*Anweisung 1*: Schreiben Sie den Text über den Strandspaziergang im Nebel vollständig und ohne jede Abweichung ab.

Graugrün lag bleiern das Meer, Tangreste auf dem Sand wickelten sich um unsere Füße. It could be worse, es könnte schlimmer sein, dieser Spruch aus der Grafschaft Mayo kam uns in den Sinn, wir lächelten, doch er half. Er half in Irland immer.
Als der Nebel zu dicht wurde, kehrten wir um. Das auflaufende Meer verdrängte uns vom Strand, wir mußten auf der Krone des Kieselsteinwalls laufen.
Nach vorn, nach hinten, zur Seite war bald außer der weißen Milchsuppe nichts mehr zu sehen wir konzentrierten uns auf die Kieselsteine. Die vielfältigsten Formen, unterschiedlichsten Größen und feinsten Farbnuancen nahmen unsere Blicke gefangen. Graue Steine mit rosa Einschluß und schwarzen Streifen, wie abstrakte Kunst der Natur; sehr unterschiedliche Graus, auch weiße Steine, anthrazitfarbene mit weißen Kreuzen wie verschnürte Postpakete. Manche glänzten, glitzerten von der Feuchtigkeit auf ihrer Oberfläche.

(Daten zur Koordinatenbeschriftung)
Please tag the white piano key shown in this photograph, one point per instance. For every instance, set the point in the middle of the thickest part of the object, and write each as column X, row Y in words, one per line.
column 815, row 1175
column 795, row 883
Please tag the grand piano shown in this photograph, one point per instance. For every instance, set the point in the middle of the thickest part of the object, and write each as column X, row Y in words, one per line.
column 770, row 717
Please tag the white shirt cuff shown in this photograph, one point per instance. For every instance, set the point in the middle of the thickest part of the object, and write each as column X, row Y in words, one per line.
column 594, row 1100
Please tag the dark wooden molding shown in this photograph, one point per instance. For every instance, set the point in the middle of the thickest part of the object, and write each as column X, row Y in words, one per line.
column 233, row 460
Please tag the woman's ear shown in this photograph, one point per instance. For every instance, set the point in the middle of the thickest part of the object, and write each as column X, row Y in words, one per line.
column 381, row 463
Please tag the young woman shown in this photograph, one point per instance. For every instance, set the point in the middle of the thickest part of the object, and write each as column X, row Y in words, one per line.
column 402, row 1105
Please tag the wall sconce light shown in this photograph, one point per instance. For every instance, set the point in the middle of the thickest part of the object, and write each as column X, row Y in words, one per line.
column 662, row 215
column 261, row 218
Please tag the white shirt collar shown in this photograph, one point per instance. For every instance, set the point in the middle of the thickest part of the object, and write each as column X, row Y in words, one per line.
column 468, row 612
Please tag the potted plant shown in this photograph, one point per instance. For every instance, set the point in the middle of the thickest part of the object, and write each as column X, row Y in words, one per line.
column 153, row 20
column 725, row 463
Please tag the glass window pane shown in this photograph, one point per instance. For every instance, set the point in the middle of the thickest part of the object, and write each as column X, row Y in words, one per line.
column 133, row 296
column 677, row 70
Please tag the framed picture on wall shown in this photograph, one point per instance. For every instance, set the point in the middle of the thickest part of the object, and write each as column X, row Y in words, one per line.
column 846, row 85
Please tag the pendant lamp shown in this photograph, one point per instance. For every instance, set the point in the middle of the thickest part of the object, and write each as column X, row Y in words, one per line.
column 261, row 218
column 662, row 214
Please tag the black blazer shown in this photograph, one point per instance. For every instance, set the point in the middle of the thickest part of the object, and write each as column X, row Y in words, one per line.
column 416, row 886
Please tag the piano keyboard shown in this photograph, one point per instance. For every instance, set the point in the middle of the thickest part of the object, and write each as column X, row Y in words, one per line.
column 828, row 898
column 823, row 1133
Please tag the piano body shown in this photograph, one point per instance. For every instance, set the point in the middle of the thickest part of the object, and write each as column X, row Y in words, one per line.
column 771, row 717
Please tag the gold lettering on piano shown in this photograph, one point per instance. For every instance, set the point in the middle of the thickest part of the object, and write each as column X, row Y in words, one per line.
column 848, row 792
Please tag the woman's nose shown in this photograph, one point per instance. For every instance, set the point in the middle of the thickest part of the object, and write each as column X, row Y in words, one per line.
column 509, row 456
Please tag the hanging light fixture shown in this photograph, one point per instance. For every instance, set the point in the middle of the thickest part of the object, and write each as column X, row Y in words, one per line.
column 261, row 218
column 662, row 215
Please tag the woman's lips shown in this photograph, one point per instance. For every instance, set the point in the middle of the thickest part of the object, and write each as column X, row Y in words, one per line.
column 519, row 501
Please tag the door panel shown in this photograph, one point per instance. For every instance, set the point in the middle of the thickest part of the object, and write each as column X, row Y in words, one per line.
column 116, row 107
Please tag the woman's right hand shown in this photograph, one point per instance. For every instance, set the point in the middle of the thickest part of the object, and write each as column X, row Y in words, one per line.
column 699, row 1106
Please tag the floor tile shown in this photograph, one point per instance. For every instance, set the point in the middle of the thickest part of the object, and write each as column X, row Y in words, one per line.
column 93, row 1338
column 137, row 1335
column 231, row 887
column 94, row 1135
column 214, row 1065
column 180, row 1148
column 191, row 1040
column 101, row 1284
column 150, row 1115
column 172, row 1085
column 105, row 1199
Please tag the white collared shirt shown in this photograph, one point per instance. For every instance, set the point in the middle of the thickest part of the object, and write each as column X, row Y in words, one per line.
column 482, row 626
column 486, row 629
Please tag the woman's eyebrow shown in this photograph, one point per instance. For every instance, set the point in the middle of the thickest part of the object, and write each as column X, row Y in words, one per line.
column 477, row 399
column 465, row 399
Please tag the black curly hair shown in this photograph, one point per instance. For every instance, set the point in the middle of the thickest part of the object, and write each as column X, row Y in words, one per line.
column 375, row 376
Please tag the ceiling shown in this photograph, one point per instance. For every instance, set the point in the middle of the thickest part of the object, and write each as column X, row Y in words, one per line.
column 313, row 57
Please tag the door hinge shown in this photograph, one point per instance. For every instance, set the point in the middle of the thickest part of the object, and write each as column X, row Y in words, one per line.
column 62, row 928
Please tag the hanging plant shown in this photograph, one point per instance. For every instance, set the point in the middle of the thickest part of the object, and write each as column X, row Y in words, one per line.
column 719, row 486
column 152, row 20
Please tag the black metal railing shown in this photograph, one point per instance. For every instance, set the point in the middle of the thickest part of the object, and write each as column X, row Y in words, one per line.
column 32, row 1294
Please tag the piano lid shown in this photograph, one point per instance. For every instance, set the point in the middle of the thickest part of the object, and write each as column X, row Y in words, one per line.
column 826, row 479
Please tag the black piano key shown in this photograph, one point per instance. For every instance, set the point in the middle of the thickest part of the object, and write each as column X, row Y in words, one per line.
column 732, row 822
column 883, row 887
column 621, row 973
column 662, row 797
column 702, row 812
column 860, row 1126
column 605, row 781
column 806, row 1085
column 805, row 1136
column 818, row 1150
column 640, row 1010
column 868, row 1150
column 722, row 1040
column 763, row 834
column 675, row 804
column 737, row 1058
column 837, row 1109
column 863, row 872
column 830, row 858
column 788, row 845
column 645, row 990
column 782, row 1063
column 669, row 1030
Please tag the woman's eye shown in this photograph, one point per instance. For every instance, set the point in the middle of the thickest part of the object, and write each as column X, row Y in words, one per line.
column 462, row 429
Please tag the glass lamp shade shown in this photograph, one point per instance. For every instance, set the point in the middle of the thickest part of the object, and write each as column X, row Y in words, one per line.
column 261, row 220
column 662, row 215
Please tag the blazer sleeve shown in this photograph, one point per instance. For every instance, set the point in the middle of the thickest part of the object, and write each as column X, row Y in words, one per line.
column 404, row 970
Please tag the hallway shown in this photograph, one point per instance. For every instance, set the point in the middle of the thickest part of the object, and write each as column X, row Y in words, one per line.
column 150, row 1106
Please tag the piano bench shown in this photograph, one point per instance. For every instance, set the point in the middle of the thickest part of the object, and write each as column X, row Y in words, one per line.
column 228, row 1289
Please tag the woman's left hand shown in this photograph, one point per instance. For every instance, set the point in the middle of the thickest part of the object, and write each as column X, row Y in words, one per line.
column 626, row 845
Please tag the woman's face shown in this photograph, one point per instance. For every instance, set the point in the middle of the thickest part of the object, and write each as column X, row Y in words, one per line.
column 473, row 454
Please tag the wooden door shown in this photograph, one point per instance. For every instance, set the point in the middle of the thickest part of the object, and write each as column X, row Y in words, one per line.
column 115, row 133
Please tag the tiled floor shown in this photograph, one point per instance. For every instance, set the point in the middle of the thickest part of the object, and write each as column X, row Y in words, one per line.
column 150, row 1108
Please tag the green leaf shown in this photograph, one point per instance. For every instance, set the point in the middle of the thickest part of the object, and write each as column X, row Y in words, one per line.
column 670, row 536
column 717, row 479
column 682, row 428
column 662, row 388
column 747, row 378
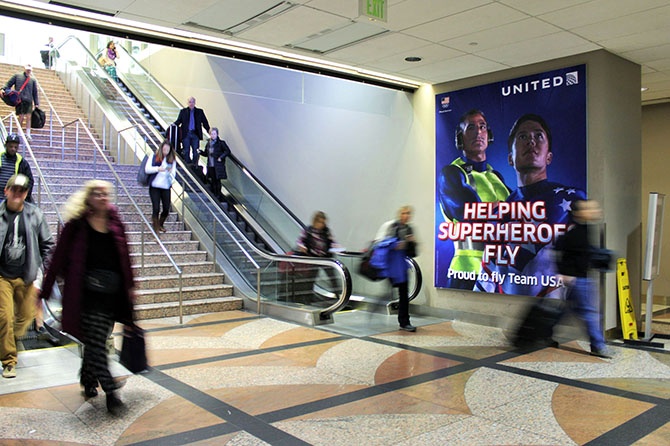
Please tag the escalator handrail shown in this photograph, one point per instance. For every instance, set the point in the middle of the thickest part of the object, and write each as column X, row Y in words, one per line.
column 418, row 275
column 342, row 270
column 314, row 261
column 232, row 158
column 266, row 190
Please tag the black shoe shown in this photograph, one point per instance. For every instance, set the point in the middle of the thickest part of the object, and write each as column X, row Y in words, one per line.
column 600, row 353
column 549, row 342
column 114, row 404
column 90, row 391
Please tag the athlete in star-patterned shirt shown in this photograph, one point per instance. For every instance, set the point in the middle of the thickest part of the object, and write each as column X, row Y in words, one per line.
column 530, row 153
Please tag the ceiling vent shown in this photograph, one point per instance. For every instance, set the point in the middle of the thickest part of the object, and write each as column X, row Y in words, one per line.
column 334, row 39
column 256, row 20
column 81, row 8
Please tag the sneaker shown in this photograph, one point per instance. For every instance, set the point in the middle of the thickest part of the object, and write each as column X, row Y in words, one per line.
column 9, row 371
column 600, row 353
column 114, row 404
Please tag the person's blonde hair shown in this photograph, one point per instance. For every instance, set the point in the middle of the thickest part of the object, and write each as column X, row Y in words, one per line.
column 319, row 215
column 77, row 205
column 403, row 209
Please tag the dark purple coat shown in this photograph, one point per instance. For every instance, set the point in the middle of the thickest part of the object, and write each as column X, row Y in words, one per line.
column 69, row 263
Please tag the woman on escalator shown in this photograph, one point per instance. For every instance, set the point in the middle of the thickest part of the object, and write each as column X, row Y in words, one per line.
column 163, row 167
column 216, row 152
column 405, row 246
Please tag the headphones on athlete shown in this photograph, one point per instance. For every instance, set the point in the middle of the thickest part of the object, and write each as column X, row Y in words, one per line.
column 458, row 137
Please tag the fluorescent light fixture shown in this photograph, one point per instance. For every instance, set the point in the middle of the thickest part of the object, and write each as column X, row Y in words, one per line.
column 94, row 20
column 330, row 40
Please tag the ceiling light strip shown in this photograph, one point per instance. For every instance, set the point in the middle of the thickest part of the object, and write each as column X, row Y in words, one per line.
column 28, row 9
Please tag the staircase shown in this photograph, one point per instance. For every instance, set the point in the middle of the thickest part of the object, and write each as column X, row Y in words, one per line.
column 66, row 169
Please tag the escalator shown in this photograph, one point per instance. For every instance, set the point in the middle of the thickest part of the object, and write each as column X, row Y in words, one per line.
column 247, row 234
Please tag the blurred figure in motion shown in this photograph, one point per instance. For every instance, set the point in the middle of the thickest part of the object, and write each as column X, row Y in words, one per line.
column 92, row 258
column 216, row 152
column 404, row 247
column 575, row 254
column 26, row 242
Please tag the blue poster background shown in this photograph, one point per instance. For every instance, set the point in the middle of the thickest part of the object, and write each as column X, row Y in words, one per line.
column 559, row 96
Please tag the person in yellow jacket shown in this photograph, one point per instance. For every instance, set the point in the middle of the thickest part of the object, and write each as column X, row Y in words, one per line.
column 469, row 178
column 11, row 163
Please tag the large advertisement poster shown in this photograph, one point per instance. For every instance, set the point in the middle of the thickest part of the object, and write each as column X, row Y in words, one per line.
column 510, row 160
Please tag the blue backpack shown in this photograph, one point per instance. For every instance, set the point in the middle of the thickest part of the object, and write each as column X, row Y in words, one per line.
column 375, row 264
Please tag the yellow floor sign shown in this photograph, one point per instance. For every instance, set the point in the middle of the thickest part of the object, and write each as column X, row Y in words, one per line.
column 626, row 311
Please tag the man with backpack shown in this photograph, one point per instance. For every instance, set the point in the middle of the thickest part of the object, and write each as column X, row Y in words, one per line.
column 26, row 86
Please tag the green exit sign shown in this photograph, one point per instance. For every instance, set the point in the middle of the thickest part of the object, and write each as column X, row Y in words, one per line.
column 374, row 9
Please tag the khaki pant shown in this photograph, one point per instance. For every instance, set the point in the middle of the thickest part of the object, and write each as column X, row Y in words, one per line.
column 17, row 311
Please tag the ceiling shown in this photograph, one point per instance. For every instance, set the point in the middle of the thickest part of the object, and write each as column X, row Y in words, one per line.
column 453, row 39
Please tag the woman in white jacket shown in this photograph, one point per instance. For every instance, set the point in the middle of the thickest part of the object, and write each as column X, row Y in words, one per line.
column 163, row 168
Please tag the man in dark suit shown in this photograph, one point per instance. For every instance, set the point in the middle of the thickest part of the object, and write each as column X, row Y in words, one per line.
column 191, row 120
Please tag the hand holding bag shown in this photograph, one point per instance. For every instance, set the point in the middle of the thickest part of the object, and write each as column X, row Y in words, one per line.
column 133, row 350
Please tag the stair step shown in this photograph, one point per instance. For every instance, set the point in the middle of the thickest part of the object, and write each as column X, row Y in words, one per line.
column 171, row 309
column 162, row 295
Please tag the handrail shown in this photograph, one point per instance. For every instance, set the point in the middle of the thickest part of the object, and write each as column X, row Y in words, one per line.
column 132, row 200
column 233, row 159
column 262, row 186
column 52, row 113
column 314, row 261
column 418, row 276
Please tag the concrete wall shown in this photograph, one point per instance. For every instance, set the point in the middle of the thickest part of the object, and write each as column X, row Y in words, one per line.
column 655, row 140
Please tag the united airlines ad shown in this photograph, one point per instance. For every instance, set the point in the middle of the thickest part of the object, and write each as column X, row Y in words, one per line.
column 510, row 161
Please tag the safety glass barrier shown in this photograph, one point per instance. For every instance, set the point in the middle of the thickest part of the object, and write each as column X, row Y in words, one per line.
column 290, row 281
column 259, row 203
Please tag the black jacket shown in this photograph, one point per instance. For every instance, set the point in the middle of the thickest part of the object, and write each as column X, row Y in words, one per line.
column 199, row 118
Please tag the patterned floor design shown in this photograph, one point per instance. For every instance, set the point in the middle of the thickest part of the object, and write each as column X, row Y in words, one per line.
column 238, row 379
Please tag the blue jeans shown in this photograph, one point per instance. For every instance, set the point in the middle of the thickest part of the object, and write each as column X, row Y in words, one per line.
column 191, row 144
column 583, row 300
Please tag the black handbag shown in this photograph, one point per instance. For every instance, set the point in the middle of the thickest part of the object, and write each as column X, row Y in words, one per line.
column 133, row 349
column 37, row 118
column 102, row 281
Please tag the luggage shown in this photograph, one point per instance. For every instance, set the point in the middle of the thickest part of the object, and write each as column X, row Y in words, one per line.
column 143, row 178
column 37, row 118
column 12, row 98
column 539, row 323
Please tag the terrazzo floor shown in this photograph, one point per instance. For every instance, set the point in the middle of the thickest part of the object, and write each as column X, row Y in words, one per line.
column 238, row 379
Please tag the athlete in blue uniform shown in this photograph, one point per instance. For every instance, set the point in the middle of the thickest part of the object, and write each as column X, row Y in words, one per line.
column 469, row 178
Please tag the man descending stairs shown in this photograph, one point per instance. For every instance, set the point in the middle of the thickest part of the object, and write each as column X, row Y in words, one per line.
column 66, row 168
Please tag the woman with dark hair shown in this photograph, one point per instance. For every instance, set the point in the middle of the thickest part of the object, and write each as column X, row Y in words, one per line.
column 163, row 168
column 92, row 258
column 316, row 240
column 404, row 247
column 216, row 152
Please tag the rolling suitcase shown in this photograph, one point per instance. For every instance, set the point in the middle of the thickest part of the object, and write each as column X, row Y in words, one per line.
column 539, row 323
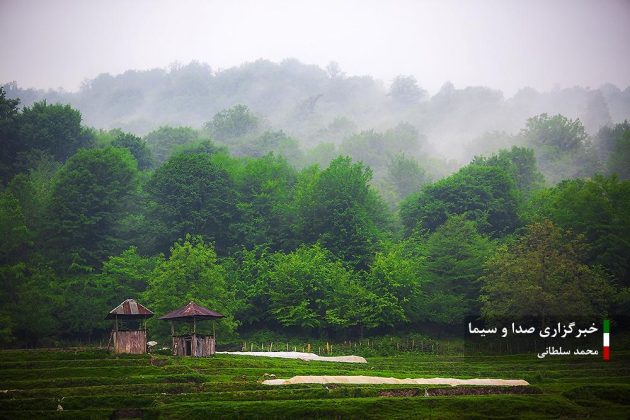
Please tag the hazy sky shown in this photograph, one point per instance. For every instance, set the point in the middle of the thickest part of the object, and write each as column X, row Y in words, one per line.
column 502, row 44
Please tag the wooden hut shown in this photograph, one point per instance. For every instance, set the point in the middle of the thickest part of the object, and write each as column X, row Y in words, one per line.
column 130, row 329
column 192, row 343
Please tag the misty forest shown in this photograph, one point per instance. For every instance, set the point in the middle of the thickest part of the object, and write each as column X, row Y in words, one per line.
column 299, row 201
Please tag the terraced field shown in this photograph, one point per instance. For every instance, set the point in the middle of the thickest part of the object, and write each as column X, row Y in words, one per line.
column 94, row 384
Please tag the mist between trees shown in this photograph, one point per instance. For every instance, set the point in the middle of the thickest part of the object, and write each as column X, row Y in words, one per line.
column 328, row 210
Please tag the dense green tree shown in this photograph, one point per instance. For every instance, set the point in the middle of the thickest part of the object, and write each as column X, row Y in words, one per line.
column 598, row 208
column 453, row 262
column 53, row 129
column 90, row 194
column 28, row 298
column 485, row 194
column 606, row 139
column 619, row 161
column 562, row 147
column 405, row 175
column 191, row 273
column 333, row 209
column 543, row 275
column 266, row 192
column 129, row 272
column 16, row 237
column 375, row 149
column 394, row 279
column 9, row 143
column 192, row 194
column 311, row 290
column 137, row 147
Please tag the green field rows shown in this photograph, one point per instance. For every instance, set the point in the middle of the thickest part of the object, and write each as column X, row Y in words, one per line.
column 94, row 384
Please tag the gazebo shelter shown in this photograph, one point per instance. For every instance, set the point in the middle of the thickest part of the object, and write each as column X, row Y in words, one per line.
column 130, row 330
column 192, row 344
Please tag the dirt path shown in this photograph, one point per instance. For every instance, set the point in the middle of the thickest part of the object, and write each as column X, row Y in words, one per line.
column 297, row 355
column 365, row 380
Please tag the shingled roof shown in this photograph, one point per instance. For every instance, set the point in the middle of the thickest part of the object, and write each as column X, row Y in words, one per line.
column 190, row 311
column 129, row 309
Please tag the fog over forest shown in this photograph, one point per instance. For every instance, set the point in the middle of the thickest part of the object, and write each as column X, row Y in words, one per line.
column 323, row 105
column 311, row 172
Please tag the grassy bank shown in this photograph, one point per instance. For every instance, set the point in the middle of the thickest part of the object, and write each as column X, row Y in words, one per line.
column 94, row 384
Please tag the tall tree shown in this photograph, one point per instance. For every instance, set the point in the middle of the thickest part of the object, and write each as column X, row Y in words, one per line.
column 52, row 129
column 192, row 194
column 599, row 209
column 333, row 208
column 191, row 273
column 454, row 256
column 543, row 275
column 90, row 194
column 9, row 143
column 485, row 194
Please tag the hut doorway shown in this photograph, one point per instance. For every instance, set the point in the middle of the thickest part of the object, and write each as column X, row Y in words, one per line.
column 192, row 343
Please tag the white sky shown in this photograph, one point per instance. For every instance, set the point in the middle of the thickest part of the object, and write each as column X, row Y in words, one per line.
column 503, row 44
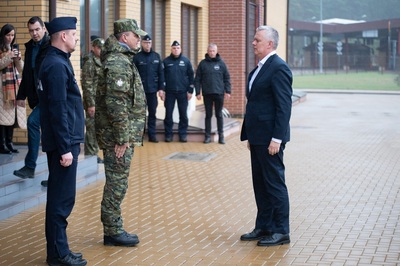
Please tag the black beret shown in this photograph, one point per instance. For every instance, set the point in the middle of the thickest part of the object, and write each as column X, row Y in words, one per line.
column 94, row 37
column 175, row 43
column 146, row 38
column 61, row 23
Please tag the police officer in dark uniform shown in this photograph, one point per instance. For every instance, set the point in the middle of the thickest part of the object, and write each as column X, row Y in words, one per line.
column 62, row 120
column 151, row 72
column 179, row 86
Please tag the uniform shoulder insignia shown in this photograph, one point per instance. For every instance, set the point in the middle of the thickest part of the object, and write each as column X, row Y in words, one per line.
column 120, row 82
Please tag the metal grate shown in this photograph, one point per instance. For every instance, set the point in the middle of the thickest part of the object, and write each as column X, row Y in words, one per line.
column 191, row 156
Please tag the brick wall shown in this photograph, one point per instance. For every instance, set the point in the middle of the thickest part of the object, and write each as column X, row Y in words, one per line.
column 227, row 29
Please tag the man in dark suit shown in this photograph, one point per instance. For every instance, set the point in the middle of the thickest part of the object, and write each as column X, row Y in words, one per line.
column 266, row 128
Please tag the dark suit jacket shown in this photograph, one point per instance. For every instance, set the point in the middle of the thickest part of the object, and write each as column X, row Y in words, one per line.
column 269, row 104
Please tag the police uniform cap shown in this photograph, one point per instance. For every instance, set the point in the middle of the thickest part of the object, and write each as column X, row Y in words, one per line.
column 94, row 37
column 60, row 24
column 99, row 42
column 126, row 24
column 175, row 43
column 146, row 38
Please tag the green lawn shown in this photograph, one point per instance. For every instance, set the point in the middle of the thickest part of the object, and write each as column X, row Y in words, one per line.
column 350, row 81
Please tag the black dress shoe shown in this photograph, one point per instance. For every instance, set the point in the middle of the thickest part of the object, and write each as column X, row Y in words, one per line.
column 68, row 260
column 4, row 150
column 44, row 183
column 274, row 240
column 125, row 239
column 11, row 148
column 153, row 140
column 77, row 255
column 256, row 234
column 25, row 172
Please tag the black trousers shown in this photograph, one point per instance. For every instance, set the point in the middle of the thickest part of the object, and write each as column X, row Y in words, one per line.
column 152, row 103
column 218, row 101
column 169, row 103
column 61, row 191
column 270, row 190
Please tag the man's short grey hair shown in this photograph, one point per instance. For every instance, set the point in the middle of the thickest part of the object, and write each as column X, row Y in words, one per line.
column 270, row 34
column 212, row 45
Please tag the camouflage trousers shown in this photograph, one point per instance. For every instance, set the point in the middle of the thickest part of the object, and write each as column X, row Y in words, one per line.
column 91, row 146
column 117, row 172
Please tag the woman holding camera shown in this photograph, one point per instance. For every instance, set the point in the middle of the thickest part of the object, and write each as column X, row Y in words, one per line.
column 10, row 66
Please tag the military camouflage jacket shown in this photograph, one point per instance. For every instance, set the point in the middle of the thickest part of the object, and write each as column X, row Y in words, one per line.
column 120, row 98
column 90, row 75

*Anweisung 2*: Ändern Sie in den Zeilen alles von der Zeile mit „Please tag the floor“ bis hinunter zur Zeile mit „column 105, row 1199“, indem Sie „thickest“ durch „widest“ ersetzen, und geben Sie nur diesen Abschnitt aus, ansonsten unverändert.

*Lösung 1*:
Graugrün lag bleiern das Meer, Tangreste auf dem Sand wickelten sich um unsere Füße. It could be worse, es könnte schlimmer sein, dieser Spruch aus der Grafschaft Mayo kam uns in den Sinn, wir lächelten, doch er half. Er half in Irland immer.
Als der Nebel zu dicht wurde, kehrten wir um. Das auflaufende Meer verdrängte uns vom Strand, wir mußten auf der Krone des Kieselsteinwalls laufen.
Nach vorn, nach hinten, zur Seite war bald außer der weißen Milchsuppe nichts mehr zu sehen wir konzentrierten uns auf die Kieselsteine. Die vielfältigsten Formen, unterschiedlichsten Größen und feinsten Farbnuancen nahmen unsere Blicke gefangen. Graue Steine mit rosa Einschluß und schwarzen Streifen, wie abstrakte Kunst der Natur; sehr unterschiedliche Graus, auch weiße Steine, anthrazitfarbene mit weißen Kreuzen wie verschnürte Postpakete. Manche glänzten, glitzerten von der Feuchtigkeit auf ihrer Oberfläche.

*Lösung 2*:
Please tag the floor tile shown in this photograph, one point per instance. For every instance, set the point in the middle of the widest part of the object, and write each as column X, row Y in words, one per line.
column 93, row 1338
column 137, row 1335
column 231, row 887
column 94, row 1135
column 214, row 1065
column 180, row 1148
column 191, row 1040
column 101, row 1284
column 150, row 1115
column 172, row 1085
column 105, row 1199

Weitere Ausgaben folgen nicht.